[Referring expression grounding data]

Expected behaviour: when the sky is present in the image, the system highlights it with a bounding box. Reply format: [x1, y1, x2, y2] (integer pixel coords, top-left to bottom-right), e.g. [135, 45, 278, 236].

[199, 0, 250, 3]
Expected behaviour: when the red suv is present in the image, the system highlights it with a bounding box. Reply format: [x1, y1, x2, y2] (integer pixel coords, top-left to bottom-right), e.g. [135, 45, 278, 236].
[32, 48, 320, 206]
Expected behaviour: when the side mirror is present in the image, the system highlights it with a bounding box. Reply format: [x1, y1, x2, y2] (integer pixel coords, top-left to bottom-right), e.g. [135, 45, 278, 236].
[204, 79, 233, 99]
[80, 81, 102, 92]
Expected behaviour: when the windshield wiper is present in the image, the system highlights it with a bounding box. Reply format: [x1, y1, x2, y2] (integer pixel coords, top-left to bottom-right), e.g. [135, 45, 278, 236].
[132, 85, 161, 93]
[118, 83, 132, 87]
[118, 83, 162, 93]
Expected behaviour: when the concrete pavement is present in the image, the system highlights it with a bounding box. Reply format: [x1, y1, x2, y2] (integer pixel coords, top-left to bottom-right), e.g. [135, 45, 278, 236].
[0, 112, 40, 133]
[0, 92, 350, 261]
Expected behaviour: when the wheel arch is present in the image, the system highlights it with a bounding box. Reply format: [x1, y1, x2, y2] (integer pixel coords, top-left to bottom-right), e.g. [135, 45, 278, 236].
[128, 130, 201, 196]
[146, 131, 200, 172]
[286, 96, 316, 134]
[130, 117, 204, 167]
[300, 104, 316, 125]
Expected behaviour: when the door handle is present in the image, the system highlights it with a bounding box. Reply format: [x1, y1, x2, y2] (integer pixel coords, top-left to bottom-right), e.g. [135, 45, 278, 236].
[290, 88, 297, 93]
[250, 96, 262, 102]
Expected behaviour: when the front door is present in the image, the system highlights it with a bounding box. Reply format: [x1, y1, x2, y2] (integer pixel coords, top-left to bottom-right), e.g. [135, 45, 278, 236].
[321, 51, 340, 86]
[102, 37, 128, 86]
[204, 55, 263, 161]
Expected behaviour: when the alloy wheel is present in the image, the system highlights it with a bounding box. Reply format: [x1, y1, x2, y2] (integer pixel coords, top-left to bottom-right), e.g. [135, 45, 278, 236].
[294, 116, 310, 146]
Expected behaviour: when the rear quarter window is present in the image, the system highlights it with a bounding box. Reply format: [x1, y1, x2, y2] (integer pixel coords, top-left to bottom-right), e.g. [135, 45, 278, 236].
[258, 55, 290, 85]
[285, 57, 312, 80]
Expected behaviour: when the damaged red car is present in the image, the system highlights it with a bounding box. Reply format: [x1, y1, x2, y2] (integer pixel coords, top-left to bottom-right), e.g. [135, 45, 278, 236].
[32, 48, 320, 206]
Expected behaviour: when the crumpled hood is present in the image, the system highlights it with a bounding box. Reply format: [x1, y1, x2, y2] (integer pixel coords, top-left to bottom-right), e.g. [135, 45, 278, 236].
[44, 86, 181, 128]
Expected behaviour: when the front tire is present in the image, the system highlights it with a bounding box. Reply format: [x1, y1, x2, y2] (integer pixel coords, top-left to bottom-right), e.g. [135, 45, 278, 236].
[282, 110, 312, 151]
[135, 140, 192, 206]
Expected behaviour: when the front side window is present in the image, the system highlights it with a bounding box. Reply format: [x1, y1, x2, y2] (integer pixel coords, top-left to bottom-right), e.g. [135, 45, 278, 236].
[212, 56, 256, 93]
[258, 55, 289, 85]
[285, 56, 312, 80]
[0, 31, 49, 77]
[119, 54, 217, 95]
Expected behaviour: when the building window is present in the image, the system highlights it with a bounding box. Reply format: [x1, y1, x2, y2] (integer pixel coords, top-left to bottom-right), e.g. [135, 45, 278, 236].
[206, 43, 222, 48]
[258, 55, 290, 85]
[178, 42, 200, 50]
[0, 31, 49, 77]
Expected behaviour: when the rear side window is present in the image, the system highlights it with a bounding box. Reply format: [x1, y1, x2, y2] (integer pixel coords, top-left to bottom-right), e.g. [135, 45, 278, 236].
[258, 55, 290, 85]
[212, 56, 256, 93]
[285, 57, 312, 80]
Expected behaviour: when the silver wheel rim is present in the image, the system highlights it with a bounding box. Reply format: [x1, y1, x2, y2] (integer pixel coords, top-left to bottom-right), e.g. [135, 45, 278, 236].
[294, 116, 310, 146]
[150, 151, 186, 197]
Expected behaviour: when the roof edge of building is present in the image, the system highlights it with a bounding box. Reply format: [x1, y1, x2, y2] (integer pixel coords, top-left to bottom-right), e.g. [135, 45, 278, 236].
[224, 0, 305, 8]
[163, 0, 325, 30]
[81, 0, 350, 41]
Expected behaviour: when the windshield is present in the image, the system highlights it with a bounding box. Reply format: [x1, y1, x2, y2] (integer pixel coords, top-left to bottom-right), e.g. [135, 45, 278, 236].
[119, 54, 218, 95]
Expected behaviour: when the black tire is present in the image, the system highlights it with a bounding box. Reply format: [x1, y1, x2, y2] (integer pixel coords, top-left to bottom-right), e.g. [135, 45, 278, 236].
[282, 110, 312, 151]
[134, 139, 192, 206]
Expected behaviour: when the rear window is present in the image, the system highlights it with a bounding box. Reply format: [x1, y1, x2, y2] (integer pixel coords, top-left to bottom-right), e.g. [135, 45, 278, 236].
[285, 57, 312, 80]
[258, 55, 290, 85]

YOUR OBJECTIVE ▸
Your output should be an exact copy of every line from the one containing "Expected behaviour: when the rear window" through the end of the records.

ANSWER BOX ▸
Expected behaviour: when the rear window is present in the image, the system highlights it with a bounding box. Reply format: [x1, y1, x2, y2] (integer pixel coords, top-left to bottom-right), e.g. [135, 45, 278, 236].
[285, 57, 312, 80]
[258, 55, 290, 85]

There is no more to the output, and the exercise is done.